■ **SET PROBLEM**: State how many lines in the records below contain the word "canopy". Reply with the number alone.

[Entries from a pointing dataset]
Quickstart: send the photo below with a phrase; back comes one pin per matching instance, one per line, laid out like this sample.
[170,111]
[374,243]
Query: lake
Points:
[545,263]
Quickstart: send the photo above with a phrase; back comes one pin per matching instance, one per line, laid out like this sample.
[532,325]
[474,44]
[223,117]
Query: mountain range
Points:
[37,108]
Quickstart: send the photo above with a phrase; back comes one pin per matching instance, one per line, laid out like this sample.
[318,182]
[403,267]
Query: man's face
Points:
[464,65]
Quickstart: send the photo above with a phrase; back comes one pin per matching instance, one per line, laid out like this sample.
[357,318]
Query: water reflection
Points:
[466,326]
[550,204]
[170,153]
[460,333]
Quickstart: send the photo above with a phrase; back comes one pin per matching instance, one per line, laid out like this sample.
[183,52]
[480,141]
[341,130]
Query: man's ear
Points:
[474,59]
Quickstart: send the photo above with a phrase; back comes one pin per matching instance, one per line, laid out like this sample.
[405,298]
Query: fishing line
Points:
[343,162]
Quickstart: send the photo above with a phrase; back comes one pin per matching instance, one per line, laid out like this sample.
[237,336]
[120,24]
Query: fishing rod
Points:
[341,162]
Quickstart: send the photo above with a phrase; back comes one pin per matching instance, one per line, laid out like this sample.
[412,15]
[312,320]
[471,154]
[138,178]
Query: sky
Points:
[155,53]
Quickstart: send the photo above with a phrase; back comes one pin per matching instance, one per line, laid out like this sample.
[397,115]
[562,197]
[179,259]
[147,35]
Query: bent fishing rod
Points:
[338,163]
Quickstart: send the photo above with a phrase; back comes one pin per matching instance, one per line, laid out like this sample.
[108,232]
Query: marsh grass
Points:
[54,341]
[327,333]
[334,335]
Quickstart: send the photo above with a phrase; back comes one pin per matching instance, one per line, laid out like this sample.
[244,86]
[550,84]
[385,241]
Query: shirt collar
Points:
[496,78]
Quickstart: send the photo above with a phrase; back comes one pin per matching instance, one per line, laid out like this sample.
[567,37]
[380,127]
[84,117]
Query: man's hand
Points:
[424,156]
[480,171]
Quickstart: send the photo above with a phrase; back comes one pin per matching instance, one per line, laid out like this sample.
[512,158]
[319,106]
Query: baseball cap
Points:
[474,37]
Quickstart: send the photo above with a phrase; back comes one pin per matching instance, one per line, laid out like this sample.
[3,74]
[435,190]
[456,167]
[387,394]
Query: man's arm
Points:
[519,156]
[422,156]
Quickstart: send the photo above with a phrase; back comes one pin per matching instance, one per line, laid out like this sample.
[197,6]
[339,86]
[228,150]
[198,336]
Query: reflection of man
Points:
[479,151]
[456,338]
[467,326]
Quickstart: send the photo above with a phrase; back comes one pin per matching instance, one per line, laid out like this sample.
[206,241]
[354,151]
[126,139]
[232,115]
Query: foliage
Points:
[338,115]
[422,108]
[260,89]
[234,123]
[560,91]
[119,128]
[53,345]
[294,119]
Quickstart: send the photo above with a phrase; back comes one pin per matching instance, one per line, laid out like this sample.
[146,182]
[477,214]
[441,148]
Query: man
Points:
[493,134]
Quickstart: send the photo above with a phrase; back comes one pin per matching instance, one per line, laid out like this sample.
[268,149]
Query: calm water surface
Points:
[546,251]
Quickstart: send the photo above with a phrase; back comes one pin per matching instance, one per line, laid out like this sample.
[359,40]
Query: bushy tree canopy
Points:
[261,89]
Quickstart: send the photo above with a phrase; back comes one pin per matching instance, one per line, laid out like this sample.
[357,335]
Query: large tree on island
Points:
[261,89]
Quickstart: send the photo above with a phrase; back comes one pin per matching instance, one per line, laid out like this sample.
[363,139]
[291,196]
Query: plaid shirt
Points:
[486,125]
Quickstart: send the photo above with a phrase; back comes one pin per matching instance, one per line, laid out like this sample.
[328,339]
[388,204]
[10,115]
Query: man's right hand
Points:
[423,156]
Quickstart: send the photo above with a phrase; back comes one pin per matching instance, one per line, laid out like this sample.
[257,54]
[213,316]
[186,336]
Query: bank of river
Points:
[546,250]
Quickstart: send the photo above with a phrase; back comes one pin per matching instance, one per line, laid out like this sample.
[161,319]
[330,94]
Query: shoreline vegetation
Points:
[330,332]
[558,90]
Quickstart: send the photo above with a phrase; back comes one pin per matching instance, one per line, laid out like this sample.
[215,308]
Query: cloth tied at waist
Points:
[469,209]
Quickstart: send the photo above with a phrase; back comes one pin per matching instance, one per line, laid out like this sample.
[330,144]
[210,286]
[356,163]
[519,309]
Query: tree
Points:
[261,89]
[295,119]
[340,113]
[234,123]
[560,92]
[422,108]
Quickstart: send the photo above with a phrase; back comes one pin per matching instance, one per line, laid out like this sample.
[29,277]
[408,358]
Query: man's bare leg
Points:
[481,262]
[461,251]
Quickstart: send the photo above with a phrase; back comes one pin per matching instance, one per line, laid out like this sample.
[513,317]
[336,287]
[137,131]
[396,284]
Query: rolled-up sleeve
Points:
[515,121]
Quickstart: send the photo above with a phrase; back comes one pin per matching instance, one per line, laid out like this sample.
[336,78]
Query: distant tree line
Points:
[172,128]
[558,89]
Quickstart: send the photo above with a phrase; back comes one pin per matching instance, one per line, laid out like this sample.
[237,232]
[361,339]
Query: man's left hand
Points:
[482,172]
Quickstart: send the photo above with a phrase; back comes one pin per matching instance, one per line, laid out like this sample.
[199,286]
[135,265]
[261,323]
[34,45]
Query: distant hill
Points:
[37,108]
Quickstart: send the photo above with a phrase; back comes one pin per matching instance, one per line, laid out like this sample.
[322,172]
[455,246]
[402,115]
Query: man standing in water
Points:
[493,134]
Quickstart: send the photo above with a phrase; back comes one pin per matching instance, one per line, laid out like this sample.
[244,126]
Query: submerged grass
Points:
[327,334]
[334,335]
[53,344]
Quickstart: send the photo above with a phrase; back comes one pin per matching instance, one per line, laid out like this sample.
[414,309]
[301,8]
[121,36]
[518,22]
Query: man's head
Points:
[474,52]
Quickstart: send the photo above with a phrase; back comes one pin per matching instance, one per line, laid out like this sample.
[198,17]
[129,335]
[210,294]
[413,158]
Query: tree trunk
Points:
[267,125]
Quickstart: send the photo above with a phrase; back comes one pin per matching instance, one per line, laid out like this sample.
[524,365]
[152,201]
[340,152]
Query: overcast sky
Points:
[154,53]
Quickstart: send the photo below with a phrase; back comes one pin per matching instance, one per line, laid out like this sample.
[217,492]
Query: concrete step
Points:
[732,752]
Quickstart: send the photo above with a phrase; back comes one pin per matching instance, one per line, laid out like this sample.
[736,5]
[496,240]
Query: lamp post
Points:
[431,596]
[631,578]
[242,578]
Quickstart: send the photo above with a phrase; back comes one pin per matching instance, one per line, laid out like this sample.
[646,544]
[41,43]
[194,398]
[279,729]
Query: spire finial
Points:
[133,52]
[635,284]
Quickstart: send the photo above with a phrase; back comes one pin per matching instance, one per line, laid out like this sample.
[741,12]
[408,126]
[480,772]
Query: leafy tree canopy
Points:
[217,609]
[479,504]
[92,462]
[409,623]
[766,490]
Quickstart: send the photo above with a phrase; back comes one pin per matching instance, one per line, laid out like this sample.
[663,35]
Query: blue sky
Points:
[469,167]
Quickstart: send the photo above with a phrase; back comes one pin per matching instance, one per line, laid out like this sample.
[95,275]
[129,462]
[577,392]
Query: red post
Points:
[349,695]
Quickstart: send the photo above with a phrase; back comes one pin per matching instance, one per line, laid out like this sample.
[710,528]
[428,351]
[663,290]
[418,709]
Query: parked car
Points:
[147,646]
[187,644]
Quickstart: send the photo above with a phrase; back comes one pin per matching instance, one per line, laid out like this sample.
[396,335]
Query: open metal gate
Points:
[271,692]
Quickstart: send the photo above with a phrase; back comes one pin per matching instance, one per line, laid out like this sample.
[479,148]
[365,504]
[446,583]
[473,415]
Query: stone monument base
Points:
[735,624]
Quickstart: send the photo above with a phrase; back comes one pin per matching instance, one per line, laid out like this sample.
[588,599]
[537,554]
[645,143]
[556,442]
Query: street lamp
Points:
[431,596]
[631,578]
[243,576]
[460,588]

■ **SOLUTION TO THE PROBLEM**: 2